§ **Quoted passage**:

※

Until I see the consultant at the fertility clinic.
I’m feeling really hormonal. I’ve been bleeding lightly now for 3 days, but it hasn’t developed into a proper AF yet.
This morning as I was pulling up outside school I saw the mum who gave birth on Thursday walking in with her husband, two sons and a baby carrier.
My heart sank. I thought I’d have a couple of days to prepare before the baby showed up. I was feeling tearful already this morning, so I walked into school as slowly as possible, but it wasn’t slowly enough. I arrived in the playground and the doors were still closed and there was nowhere to go, but over to say hello…
She’s had another boy – three boys. What I would have had if my son’s heart hadn’t suddenly stopped without explanation at 10 weeks 4 days (or possibly if any of the other 6 babies had made it in the last three years). She had a home birth – her second. What I desperately wanted and had to have counselling over because my peaceful home birth turned into a hospital emergency. And this morning she’s doing the school run, saying I’m just glad it’s all done and I’ve got my body back to be honest.
Why are some women able to have babies so easily?
I couldn’t look anyone in the eye on the way out, and I cried silent tears all the way home with a monster of envy and jealously in the pit of my stomach. She has everything I have been dreaming of. Just like that.

※

§ **Raw data**:
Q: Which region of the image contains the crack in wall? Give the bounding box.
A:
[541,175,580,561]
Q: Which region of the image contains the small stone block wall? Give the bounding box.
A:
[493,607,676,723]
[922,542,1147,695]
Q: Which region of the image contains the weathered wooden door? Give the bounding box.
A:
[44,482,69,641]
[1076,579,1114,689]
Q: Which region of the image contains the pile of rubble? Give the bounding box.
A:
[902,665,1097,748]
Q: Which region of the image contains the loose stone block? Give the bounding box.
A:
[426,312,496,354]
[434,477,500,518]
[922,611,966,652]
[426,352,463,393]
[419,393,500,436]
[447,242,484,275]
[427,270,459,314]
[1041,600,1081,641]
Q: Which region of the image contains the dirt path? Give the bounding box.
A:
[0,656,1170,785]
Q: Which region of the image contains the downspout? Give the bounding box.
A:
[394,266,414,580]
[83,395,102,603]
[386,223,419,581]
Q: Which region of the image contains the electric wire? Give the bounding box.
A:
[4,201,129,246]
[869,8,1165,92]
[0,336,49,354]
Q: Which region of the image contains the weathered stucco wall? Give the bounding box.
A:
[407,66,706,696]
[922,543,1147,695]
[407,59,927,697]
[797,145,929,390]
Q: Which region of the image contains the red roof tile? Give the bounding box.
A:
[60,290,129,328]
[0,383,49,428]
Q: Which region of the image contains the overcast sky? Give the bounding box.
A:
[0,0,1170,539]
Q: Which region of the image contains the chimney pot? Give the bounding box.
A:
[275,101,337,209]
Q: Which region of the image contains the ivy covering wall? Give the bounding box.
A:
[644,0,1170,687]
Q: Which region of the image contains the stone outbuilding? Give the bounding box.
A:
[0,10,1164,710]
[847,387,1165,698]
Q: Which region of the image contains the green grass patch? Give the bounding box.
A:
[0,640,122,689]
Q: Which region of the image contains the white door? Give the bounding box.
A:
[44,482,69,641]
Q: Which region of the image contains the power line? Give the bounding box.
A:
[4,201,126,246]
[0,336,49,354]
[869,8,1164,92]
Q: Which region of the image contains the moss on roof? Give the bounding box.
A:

※

§ **Task A**:
Can you edit the post between "My heart sank." and "babies so easily?", inclusive, putting "schoolyard" in place of "playground"?
§ **Task B**:
Does the post agree with each of these statements? Answer yes or no for each, quoting the deciding words.
(i) The writer has been bleeding lightly for three days.
(ii) The mum's new baby is a girl.
(iii) This was the mum's first home birth.
§ **Task C**:
Answer these questions from the post:
(i) Who was the mum walking in with?
(ii) At what point did the writer's son's heart stop?
(iii) How far did the writer cry silent tears?
Work only from the post.

§ **Written solution A**:
My heart sank. I thought I’d have a couple of days to prepare before the baby showed up. I was feeling tearful already this morning, so I walked into school as slowly as possible, but it wasn’t slowly enough. I arrived in the schoolyard and the doors were still closed and there was nowhere to go, but over to say hello…
She’s had another boy – three boys. What I would have had if my son’s heart hadn’t suddenly stopped without explanation at 10 weeks 4 days (or possibly if any of the other 6 babies had made it in the last three years). She had a home birth – her second. What I desperately wanted and had to have counselling over because my peaceful home birth turned into a hospital emergency. And this morning she’s doing the school run, saying I’m just glad it’s all done and I’ve got my body back to be honest.
Why are some women able to have babies so easily?

§ **Written solution B**:
(i) Yes: "I’ve been bleeding lightly now for 3 days"
(ii) No: "She’s had another boy – three boys."
(iii) No: "She had a home birth – her second."

§ **Written solution C**:
(i) Her husband, two sons and a baby carrier.
(ii) At 10 weeks 4 days.
(iii) All the way home.